* **PROBLEM TO WORK ON**
Return every line of the material exactly.

* **SUPPLIED MATERIAL**
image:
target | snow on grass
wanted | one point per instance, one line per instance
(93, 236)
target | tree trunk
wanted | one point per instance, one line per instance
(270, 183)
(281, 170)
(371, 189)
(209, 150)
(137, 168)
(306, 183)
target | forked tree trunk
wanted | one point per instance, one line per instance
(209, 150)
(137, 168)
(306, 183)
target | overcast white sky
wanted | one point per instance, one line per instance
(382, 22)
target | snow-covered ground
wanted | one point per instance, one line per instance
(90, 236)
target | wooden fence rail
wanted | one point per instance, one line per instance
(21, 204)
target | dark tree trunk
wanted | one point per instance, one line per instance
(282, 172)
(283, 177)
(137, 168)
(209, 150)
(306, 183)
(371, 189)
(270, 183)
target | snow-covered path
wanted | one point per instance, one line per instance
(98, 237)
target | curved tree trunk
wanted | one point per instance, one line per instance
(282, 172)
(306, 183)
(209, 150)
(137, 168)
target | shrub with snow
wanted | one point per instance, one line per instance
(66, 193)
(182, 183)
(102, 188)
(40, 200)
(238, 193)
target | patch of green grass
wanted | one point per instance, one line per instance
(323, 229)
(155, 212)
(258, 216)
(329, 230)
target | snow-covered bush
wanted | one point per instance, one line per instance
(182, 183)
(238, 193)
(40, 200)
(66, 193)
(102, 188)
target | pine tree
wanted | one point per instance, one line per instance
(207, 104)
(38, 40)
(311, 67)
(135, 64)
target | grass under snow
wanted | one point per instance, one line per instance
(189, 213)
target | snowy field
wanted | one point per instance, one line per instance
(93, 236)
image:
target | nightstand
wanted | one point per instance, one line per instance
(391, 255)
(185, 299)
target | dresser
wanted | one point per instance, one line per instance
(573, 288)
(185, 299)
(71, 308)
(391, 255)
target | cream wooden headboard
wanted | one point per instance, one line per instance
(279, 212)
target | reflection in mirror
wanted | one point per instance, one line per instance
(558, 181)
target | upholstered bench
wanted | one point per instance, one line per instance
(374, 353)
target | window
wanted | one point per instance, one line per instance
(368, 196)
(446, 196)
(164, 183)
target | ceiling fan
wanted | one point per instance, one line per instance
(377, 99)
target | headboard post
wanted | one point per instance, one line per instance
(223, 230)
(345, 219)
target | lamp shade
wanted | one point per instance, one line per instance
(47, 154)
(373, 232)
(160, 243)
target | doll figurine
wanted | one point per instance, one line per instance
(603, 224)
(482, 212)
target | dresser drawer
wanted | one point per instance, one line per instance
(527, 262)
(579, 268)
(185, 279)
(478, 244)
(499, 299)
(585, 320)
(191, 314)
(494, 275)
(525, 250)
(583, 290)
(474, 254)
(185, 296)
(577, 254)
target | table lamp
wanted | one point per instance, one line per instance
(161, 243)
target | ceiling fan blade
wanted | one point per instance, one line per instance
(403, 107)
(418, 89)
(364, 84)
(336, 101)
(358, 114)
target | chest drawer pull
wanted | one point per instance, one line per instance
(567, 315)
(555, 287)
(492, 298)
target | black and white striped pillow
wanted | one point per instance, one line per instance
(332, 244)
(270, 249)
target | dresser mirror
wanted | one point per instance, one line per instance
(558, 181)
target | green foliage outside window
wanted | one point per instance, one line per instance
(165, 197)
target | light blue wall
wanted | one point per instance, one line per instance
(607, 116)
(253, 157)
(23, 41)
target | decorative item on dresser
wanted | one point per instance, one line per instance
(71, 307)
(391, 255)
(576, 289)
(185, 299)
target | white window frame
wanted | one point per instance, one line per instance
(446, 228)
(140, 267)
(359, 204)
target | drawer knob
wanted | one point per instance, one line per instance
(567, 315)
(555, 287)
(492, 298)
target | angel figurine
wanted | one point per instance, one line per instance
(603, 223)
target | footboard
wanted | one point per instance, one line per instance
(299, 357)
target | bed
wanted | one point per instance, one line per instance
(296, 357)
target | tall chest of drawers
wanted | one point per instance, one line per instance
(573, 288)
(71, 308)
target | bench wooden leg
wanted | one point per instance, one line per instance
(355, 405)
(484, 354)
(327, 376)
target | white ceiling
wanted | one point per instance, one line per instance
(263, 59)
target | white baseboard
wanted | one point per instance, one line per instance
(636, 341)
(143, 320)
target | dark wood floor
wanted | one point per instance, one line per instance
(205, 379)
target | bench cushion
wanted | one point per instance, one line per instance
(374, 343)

* **SOLVED PROBLEM**
image:
target | snow on grass
wanted | one point per instance, one line per instance
(93, 236)
target | tree trunk
wanted | one point per instance, one line per instance
(270, 183)
(281, 170)
(371, 189)
(209, 150)
(137, 168)
(306, 183)
target | forked tree trunk
wanted | one point per instance, one line per instance
(209, 150)
(137, 168)
(306, 183)
target | overcast white sky
wanted | one point per instance, one line per instance
(382, 22)
target | snow-covered ground
wanted | one point per instance, one line per instance
(90, 236)
target | wooden fence rail
wanted | one point per instance, one line per instance
(21, 204)
target | dark tree trunk
wanted | one point per instance, one line per instance
(282, 172)
(283, 177)
(137, 168)
(209, 150)
(306, 183)
(371, 189)
(270, 183)
target | snow-covered path
wanted | one point per instance, one line per instance
(98, 237)
target | curved tree trunk
wanted | one point per instance, one line per instance
(282, 172)
(306, 183)
(209, 150)
(137, 168)
target | shrub with snow
wanted | one point per instance, one line per instance
(66, 193)
(182, 183)
(102, 188)
(40, 200)
(238, 193)
target | patch of green grass
wanted | one point per instance, one line per instance
(323, 229)
(155, 212)
(258, 216)
(329, 230)
target | snow-covered bush
wanted | one point per instance, one line per instance
(182, 183)
(238, 193)
(40, 200)
(66, 193)
(102, 188)
target | pine tree
wanted | one point per instance, one line per instance
(207, 104)
(38, 40)
(311, 67)
(135, 64)
target | grass under snow
wanted | one point per instance, one line per instance
(189, 213)
target | snowy field
wanted | one point per instance, one line per instance
(93, 236)
image:
target | nightstand
wanted | one point per instance, one line per instance
(391, 255)
(185, 299)
target | dresser
wanted | one point per instance, one line per instance
(573, 288)
(185, 299)
(71, 308)
(391, 255)
target | cream wooden headboard
wanted | one point per instance, one line per instance
(279, 212)
target | reflection in mirror
wanted | one point per instance, one line per instance
(558, 181)
target | upholstered bench
wanted | one point per instance, one line per instance
(374, 353)
target | window
wanted | one point per instance, one line per instance
(368, 196)
(446, 196)
(164, 183)
target | ceiling fan
wanted | one point per instance, one line per instance
(377, 99)
target | headboard post
wanted | one point per instance, one line per instance
(223, 230)
(345, 219)
target | lamp shade
wanted | one point per instance, one line per instance
(47, 154)
(373, 232)
(160, 243)
target | doll figurine
wanted | one point per instance, one line per instance
(603, 224)
(482, 212)
target | dresser drawer
wanted | one point per instance, one line per instance
(527, 262)
(579, 268)
(185, 279)
(478, 244)
(499, 299)
(585, 320)
(191, 314)
(494, 275)
(525, 250)
(583, 290)
(474, 254)
(185, 296)
(577, 254)
target | table lamp
wanted | one point per instance, one line per instance
(161, 243)
target | ceiling fan blade
wanted | one point per instance, one line per instance
(403, 107)
(418, 89)
(364, 84)
(336, 101)
(358, 114)
target | chest drawer pull
wanted | one point per instance, one line per instance
(567, 315)
(555, 287)
(492, 298)
target | black and white striped pillow
wanted | one point per instance, one line per instance
(332, 244)
(270, 249)
target | dresser mirror
wanted | one point per instance, one line per instance
(558, 181)
target | green foliage outside window
wanted | one point per instance, one line per instance
(165, 197)
target | light blue wall
wanted | one point per instance, one line per instance
(607, 116)
(253, 157)
(23, 41)
target | decorative item on dresser
wanted | one point per instance, one line per instance
(71, 307)
(391, 255)
(576, 289)
(185, 299)
target | white window frame
wanted | one point per instance, one line per instance
(446, 228)
(140, 267)
(359, 204)
target | drawer knob
wanted | one point per instance, one line per instance
(567, 315)
(555, 287)
(492, 298)
target | angel figurine
wanted | one point per instance, one line per instance
(603, 223)
target | footboard
wanted | one point per instance, one line per instance
(299, 357)
target | bed
wanted | one point per instance, one line per instance
(296, 357)
target | tall chest of drawers
wanted | one point per instance, one line per instance
(573, 288)
(71, 308)
target | bench wooden leg
wanted | one point per instance, one line per instance
(355, 405)
(484, 354)
(327, 376)
target | white ceiling
wanted | one point per instance, one line per instance
(263, 59)
target | white baseboard
wanted | one point per instance, one line per instance
(636, 341)
(143, 320)
target | dark wood floor
wanted | one point per instance, one line per instance
(205, 379)
target | bench cushion
wanted | one point per instance, one line per instance
(374, 343)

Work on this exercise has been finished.